» **Exercise**:
Your response should consist of every record, exactly as given.

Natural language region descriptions
* * * * *
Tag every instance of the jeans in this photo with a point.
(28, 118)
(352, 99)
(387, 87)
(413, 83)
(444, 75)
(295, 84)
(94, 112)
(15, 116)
* * * * *
» **Result below**:
Tag every instance of the jeans in this photo with a point.
(28, 118)
(352, 99)
(387, 87)
(413, 83)
(444, 75)
(295, 84)
(94, 112)
(15, 116)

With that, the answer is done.